━━━━━ EXCERPTED PASSAGE ━━━━━
Rotate With Respect to a Feature

I feel dumb asking this because it seems like it should be so simple. What URScript gets your rotation about a Feature? I want the exact same functionality as if I chose my Feature from the dropdown, and held +X on the Move Screen. None of the Pose Trans attempts I’ve tried so far seem to be working correctly. The examples I’ve seen from UR don’t work right either if the Feature has a different orientation than Base. In my example, My Feature is (more or less) rotated 90 degrees from Base such that +Z of my Feature lines up with +X of Base.

If I put a cartesional shift in, and use Pose_trans(), I get what I expect:

myPose = p[0.5, 0, 0, 0.5, 0, 0]
myVar = pose_trans(Plane_1, myPose)

myVar then comes out as p[0,0,0.5,0.5,0,0]. It has correctly translated that 500mm in my Plane_1 X is actually 500mm in Base Z. But it does NOT translate my 0.5rad rotation in Plane_1 RX as a rotation in RZ of Base. It just continues to say that’s 0.5 rad in RX. What gives?

Hi Its not a dumb questions at all.
this (Rotations in 3D) is always way more confusing then it feels like it should be.

So the way I solved this was

  1. converting the current pose of the arm into the feature coordinate system
  2. applying the offset
  3. converting back to the base coordinate system

(I do think there is an easier way to do this with the new Motion Plus System)

so my notation

B1 = “orginal base”
P1 = “current pose in orginal base coordinates”
B2 = " feature base"
P2 = "current pose in feature coordinates!

assuming that the two combinations of bases and poses, points to the same place in space, in some world coordinate with origin in p[0, 0, 0, 0, 0, 0], and that B1 and B2 are offset from this world coordinate. we can setup the matrix equation

B2 * P2 = B1 * P1

we can now isolate P2

P2 = inv(B2) * B1 * P1

as B1 is [0, 0, 0, 0, 0, 0] it can simply be removed
(for the math nerds its equivalent to the identity matrix " B1 = I ")
━━━━━ RAW DATA ━━━━━
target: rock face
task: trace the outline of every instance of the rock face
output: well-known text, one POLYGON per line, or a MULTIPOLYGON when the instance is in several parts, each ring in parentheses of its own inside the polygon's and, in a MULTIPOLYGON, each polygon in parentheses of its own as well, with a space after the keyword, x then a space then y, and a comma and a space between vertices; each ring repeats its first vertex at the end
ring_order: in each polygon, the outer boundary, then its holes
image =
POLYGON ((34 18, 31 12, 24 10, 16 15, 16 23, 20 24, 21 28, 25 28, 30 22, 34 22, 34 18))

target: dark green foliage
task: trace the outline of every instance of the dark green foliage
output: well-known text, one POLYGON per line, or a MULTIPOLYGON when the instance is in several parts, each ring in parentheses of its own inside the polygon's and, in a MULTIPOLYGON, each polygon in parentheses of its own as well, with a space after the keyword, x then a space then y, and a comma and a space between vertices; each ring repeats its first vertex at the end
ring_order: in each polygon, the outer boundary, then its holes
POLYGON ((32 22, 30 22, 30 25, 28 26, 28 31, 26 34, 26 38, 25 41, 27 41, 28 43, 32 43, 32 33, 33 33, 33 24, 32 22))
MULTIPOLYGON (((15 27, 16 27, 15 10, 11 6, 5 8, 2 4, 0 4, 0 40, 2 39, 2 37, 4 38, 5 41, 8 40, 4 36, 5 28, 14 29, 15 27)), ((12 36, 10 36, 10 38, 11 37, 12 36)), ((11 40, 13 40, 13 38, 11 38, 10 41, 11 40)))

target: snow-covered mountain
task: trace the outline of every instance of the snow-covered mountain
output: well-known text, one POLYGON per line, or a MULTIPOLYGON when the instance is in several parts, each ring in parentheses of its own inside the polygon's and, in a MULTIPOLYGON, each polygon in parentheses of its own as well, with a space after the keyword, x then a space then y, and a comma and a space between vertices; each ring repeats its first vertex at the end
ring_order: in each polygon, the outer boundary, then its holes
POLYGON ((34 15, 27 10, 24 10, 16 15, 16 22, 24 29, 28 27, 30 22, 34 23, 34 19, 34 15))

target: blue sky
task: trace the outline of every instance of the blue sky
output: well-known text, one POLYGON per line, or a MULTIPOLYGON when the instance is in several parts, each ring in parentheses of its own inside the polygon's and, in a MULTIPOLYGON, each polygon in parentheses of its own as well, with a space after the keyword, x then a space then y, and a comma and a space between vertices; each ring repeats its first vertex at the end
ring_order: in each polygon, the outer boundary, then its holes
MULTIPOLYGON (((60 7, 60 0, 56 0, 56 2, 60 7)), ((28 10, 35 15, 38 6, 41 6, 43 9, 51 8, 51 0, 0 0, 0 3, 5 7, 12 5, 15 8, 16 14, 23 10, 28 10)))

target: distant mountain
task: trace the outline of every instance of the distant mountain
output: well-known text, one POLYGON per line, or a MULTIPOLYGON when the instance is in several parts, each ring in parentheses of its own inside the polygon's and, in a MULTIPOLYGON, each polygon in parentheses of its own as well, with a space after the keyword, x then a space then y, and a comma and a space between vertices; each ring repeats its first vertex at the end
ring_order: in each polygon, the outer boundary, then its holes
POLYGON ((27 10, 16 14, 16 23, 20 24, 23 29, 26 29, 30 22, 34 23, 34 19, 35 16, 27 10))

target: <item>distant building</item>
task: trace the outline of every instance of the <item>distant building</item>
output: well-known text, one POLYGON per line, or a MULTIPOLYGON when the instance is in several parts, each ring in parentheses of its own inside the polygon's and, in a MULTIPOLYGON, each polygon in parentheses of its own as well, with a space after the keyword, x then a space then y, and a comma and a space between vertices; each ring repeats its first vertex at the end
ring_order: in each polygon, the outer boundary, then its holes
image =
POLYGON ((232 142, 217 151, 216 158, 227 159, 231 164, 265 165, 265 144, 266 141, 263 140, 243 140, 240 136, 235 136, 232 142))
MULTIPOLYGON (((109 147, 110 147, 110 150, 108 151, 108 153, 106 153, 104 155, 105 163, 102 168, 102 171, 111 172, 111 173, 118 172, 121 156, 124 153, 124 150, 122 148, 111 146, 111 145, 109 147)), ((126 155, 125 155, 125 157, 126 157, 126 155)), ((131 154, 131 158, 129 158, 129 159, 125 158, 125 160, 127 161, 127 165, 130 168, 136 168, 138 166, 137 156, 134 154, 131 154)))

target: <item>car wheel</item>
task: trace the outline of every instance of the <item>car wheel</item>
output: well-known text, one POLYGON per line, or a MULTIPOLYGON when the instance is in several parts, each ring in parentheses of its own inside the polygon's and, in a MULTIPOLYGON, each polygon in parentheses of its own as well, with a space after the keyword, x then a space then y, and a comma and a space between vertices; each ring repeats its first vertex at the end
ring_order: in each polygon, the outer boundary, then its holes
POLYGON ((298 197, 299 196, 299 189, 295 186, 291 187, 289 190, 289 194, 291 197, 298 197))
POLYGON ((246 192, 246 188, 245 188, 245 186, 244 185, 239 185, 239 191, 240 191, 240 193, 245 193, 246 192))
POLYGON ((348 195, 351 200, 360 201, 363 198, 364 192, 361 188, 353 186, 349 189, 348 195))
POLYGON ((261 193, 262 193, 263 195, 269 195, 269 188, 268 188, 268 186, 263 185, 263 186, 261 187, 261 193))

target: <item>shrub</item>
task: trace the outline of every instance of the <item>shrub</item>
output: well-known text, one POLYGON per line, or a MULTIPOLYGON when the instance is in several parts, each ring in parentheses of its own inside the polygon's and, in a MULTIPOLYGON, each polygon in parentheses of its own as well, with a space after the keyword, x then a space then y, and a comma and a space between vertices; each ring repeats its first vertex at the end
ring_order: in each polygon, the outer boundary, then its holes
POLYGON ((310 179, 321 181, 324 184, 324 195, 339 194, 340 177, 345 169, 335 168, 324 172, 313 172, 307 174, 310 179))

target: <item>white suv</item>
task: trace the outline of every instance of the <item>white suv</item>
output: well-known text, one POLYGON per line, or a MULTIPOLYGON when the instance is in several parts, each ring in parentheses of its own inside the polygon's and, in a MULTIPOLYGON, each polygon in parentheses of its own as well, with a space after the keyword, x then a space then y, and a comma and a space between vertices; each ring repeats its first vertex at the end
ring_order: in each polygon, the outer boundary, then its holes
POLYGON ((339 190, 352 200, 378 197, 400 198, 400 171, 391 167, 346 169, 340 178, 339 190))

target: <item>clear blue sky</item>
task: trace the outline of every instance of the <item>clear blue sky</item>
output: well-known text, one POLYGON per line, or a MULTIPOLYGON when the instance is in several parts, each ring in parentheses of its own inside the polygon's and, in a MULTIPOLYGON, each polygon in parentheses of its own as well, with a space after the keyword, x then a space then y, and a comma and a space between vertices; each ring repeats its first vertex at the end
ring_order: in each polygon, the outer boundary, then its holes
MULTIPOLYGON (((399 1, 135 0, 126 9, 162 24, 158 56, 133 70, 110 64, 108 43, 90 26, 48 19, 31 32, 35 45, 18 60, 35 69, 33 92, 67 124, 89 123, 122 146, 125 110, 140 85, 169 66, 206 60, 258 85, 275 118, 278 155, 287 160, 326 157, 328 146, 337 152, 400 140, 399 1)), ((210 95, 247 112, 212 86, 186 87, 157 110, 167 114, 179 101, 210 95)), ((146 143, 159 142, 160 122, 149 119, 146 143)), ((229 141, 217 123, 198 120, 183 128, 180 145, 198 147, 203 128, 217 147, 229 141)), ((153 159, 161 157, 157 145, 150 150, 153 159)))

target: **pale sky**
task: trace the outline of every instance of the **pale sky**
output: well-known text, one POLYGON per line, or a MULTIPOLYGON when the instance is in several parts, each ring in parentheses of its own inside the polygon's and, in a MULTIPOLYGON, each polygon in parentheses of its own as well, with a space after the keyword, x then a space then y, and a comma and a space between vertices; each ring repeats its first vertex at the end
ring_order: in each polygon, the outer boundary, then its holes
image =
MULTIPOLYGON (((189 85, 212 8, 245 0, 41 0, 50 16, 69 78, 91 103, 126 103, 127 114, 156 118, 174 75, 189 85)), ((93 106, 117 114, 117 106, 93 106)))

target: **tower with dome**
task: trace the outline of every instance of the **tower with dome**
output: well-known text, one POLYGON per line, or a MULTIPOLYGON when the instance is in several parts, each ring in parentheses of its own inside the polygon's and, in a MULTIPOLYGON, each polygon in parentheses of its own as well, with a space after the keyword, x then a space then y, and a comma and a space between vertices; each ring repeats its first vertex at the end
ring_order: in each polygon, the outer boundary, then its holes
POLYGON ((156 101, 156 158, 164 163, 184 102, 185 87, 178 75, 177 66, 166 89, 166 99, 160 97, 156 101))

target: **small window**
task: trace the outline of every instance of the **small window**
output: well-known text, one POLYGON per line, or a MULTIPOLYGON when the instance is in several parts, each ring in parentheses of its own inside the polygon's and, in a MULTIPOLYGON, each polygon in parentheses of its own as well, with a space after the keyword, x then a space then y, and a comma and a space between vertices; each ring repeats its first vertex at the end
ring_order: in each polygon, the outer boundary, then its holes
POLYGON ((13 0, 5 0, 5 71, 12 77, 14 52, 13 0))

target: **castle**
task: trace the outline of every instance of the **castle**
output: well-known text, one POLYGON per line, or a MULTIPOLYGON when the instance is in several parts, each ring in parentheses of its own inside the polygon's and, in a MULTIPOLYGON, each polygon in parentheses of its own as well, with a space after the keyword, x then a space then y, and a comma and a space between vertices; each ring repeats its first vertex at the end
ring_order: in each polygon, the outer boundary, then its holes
━━━━━
■ REQUIRED TASKS ■
[1] Rewrite the passage on rotating about a Feature, starting with "myVar then comes" and going on through "questions at all.", with "Plane_1" changed to "Feature_A" wherever it occurs.
[2] Carry the URScript discussion about rotating with respect to a Feature forward from its last sentence.

■ RESPONSE LIST ■
[1]
myVar then comes out as p[0,0,0.5,0.5,0,0]. It has correctly translated that 500mm in my Feature_A X is actually 500mm in Base Z. But it does NOT translate my 0.5rad rotation in Feature_A RX as a rotation in RZ of Base. It just continues to say that’s 0.5 rad in RX. What gives?

Hi Its not a dumb questions at all.

[2]
P2 = inv(B2) * P1

this gives us the URScript code as

pi = 3.1415926535897932384626433
feature_frame = p[0., 0., 0., 0., 0., pi/2.]
current_pose_in_base_frame =  p[0.5, 0., 0., 0., 0., 0.]

pose_in_feature_frame = pose_trans(pose_inv(feature_frame), current_pose_in_base_frame)

as we now have the pose in the frame coordinate system we can add the offset we wish.

feature_offset = p[0.5, 0., 0., 0., 0., 0.]
pose_in_feature_frame_offset = pose_trans(feature_offset, pose_in_feature_frame)

now we need to revert back to our original coordinate system of the base by isolating for P1 instead of P2.

B2 * P2 = B1 * P1
P1 = inv(B1) * B2 * P2
P1 = B2 * P2

again as B1 is the pose version of nothing we can simply ignore it

pose_offset_in_base = pose_trans(feature_frame, pose_in_feature_frame_offset)

in total this results in the code

pi = 3.1415926535897932384626433
feature_frame = p[0., 0., 0., 0., 0., pi/2.]
current_pose_in_base_frame =  p[0.5, 0., 0., 0., 0., 0.]
feature_offset = p[0.5, 0., 0., 0., 0., 0.]

pose_in_feature_frame = pose_trans(pose_inv(feature_frame), current_pose_in_base_frame)
pose_in_feature_frame_offset = pose_trans(feature_offset, pose_in_feature_frame)
pose_offset_in_base = pose_trans(feature_frame,  pose_in_feature_frame_offset)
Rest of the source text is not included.